[Records drawn from a dataset]
= = =

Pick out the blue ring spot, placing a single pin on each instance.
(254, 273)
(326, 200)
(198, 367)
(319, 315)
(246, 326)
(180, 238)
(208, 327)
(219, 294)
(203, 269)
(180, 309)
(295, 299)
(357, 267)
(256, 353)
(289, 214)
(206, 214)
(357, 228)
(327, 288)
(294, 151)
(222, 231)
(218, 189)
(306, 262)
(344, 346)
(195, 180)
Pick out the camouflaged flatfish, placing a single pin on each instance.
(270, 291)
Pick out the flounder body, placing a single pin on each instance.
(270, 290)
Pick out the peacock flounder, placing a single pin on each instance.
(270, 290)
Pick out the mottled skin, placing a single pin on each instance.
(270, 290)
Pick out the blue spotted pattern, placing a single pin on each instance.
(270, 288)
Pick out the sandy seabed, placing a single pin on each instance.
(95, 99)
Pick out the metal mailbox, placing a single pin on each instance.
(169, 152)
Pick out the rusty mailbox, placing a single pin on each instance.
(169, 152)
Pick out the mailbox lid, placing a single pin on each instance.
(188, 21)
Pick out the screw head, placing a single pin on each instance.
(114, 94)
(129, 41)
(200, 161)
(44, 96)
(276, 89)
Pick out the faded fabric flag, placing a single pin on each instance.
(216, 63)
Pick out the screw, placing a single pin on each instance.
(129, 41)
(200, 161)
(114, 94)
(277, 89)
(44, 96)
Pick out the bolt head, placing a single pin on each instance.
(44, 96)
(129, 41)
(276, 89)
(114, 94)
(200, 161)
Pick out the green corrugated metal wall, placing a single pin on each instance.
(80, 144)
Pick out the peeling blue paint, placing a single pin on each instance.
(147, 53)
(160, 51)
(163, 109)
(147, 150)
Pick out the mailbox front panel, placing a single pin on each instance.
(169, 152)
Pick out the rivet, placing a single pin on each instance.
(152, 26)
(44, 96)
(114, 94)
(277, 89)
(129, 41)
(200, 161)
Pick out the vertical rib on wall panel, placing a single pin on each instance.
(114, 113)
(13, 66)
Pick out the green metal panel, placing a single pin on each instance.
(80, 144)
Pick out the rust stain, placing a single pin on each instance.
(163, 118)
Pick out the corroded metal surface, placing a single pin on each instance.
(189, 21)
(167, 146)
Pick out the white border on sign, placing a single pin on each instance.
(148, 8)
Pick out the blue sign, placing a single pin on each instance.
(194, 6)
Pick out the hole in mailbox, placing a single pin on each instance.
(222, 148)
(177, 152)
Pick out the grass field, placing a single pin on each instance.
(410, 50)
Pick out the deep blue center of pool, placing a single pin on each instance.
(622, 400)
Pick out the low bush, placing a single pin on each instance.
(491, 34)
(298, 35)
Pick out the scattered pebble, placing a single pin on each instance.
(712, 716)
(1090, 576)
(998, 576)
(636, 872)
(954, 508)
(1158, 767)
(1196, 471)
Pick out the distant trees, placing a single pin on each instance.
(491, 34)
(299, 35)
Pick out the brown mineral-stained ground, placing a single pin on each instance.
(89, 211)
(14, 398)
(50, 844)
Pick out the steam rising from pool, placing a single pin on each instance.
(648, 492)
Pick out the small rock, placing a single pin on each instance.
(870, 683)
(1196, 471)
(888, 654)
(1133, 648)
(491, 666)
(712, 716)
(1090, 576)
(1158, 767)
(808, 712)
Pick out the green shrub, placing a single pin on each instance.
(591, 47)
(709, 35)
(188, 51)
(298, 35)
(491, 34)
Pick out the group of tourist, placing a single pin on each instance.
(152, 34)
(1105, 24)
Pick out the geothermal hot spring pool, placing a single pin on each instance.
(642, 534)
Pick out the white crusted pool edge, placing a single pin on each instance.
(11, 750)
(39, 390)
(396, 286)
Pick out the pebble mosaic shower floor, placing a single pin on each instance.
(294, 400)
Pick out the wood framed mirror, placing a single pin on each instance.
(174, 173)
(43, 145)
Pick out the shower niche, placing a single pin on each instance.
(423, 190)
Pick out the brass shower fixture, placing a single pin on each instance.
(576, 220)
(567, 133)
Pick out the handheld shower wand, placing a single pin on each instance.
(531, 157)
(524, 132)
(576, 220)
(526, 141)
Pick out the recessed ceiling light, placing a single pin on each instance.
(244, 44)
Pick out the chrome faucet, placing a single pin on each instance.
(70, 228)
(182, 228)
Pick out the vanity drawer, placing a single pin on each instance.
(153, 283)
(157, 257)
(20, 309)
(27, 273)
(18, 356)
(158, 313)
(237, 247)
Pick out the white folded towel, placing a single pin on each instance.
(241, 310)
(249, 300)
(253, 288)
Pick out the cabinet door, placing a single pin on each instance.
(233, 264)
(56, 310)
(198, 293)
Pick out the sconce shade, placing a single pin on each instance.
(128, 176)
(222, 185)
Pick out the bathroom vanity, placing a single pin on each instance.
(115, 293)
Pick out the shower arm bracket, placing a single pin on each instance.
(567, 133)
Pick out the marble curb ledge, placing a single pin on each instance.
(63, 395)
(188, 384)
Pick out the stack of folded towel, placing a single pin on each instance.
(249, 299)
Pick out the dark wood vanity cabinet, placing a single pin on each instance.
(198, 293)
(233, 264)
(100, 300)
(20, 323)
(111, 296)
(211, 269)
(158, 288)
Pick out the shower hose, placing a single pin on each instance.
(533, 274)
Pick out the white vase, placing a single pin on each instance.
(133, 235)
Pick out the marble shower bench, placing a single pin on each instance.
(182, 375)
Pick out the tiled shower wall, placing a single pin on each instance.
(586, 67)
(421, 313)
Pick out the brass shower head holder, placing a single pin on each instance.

= = =

Task to complete -
Down to the last line, give the records again exactly.

Answer to this task -
Pick out the blue ring spot, placing a single pin on each instance.
(254, 273)
(326, 200)
(198, 367)
(319, 315)
(246, 326)
(180, 238)
(208, 327)
(219, 294)
(203, 269)
(180, 309)
(295, 299)
(357, 267)
(256, 353)
(289, 214)
(206, 214)
(357, 228)
(327, 288)
(294, 151)
(222, 231)
(218, 189)
(306, 262)
(344, 346)
(195, 180)
Pick out the camouflaged flatfish, placing a single pin on each instance.
(270, 291)
Pick out the flounder body, placing a single pin on each instance.
(270, 290)
Pick out the peacock flounder, placing a single pin on each instance.
(270, 290)
Pick out the mottled skin, placing a single pin on each instance.
(270, 290)
Pick out the blue spotted pattern, placing a single pin on each instance.
(270, 288)
Pick out the sandy seabed, placing a single pin on each instance.
(95, 99)
Pick out the metal mailbox, placing a single pin on each instance.
(169, 152)
Pick out the rusty mailbox, placing a single pin on each instance.
(169, 152)
Pick out the mailbox lid, placing a single pin on each instance.
(188, 21)
Pick out the screw head, placing a single pin on each instance.
(114, 94)
(129, 41)
(200, 161)
(44, 96)
(276, 89)
Pick out the faded fabric flag, placing a single pin on each instance.
(216, 63)
Pick out the screw, placing a single pin on each instance.
(129, 41)
(200, 161)
(114, 94)
(277, 89)
(44, 96)
Pick out the bolt head, placing a single pin on each instance.
(44, 96)
(129, 41)
(276, 89)
(114, 94)
(200, 161)
Pick out the green corrugated metal wall, placing a single pin on each instance.
(80, 144)
Pick out the peeling blue paint, placing a single pin on each instance.
(147, 53)
(160, 51)
(163, 109)
(147, 150)
Pick out the mailbox front panel, placing a single pin on each instance.
(169, 152)
Pick out the rivet, placing a single pin on each instance.
(152, 26)
(44, 96)
(114, 94)
(277, 89)
(129, 41)
(200, 161)
Pick out the vertical rib on wall panel, placing a single pin on each instance.
(114, 113)
(13, 66)
Pick out the green metal panel, placing a single pin on each instance.
(80, 144)
Pick out the rust stain, placing a single pin on each instance.
(163, 118)
Pick out the corroded metal surface, placing a single pin on each instance.
(189, 21)
(167, 146)
Pick out the white border on sign, placing a single pin on each instance.
(148, 8)
Pick out the blue sign, placing a single pin on each instance.
(194, 6)
Pick out the hole in mailbox, placing a single pin on each instance.
(222, 148)
(177, 152)
Pick out the grass field, placing a single pin on each instance.
(410, 50)
Pick out the deep blue center of pool, placing a single pin on each instance.
(622, 400)
Pick out the low bush, placing a single pin on each instance.
(491, 34)
(298, 35)
Pick out the scattered pebble, placing a single pin on each instance.
(712, 716)
(1090, 576)
(998, 576)
(636, 872)
(954, 508)
(1158, 767)
(1196, 471)
Pick out the distant trees, placing a single pin on each instance.
(491, 34)
(299, 35)
Pick out the brown mineral-stained ground, placing a single pin on each instance.
(89, 211)
(14, 398)
(50, 844)
Pick out the steam rising from pool, placing a single pin on each instance.
(648, 492)
Pick out the small rock, placing a single pin on each instance.
(870, 683)
(1196, 471)
(888, 654)
(1133, 648)
(491, 666)
(712, 716)
(1090, 576)
(1158, 767)
(808, 712)
Pick out the green shrub, placing a single pin on each instance.
(591, 47)
(709, 35)
(188, 51)
(298, 35)
(491, 34)
Pick out the group of tourist, placing a single pin on each instance.
(152, 34)
(1105, 24)
Pick out the geothermal hot spring pool, placing a single pin on each instance.
(642, 534)
Pick out the white crusted pool edge, placing a single pin on each instance.
(11, 750)
(39, 390)
(396, 286)
Pick out the pebble mosaic shower floor, placing a single pin on each instance.
(294, 400)
Pick out the wood framed mirror, placing a single pin on each instance.
(174, 173)
(43, 145)
Pick out the shower niche, placing a single pin on each instance.
(423, 190)
Pick out the brass shower fixture, placing a single pin on each instance.
(576, 220)
(567, 133)
Pick out the handheld shower wand, placing a single pin on each instance.
(531, 157)
(524, 132)
(576, 220)
(526, 141)
Pick out the recessed ceiling light, placing a single pin on each instance.
(244, 44)
Pick out the chrome faucet, placing a single pin on each instance.
(70, 228)
(182, 228)
Pick out the vanity drawer, placing a single pin on each instance.
(153, 283)
(157, 257)
(20, 309)
(27, 273)
(18, 356)
(158, 313)
(237, 247)
Pick out the white folded towel, placing a single pin on each instance.
(241, 310)
(249, 300)
(253, 288)
Pick out the cabinet door, placing a single pin on each instance.
(233, 264)
(56, 310)
(198, 293)
Pick out the sconce shade, placing a single pin on each instance.
(128, 176)
(222, 185)
Pick out the bathroom vanity, placing a single pin on each instance.
(115, 293)
Pick out the shower arm bracket, placing a single pin on each instance.
(567, 133)
Pick out the marble curb ledge, placing a single pin on each instance.
(63, 395)
(188, 384)
Pick out the stack of folded towel, placing a single pin on each instance.
(249, 299)
Pick out the dark wood vanity cabinet, placing a single pin on each instance.
(198, 293)
(233, 264)
(100, 300)
(20, 323)
(111, 296)
(211, 269)
(158, 288)
Pick out the shower hose, placing a single pin on each instance.
(533, 274)
Pick out the white vase, placing a single pin on each instance.
(133, 235)
Pick out the marble shower bench, placing a single pin on each instance.
(182, 375)
Pick out the tiled shower wall, placing a single pin on each instance.
(586, 67)
(421, 313)
Pick out the brass shower head holder, placing a single pin on each instance.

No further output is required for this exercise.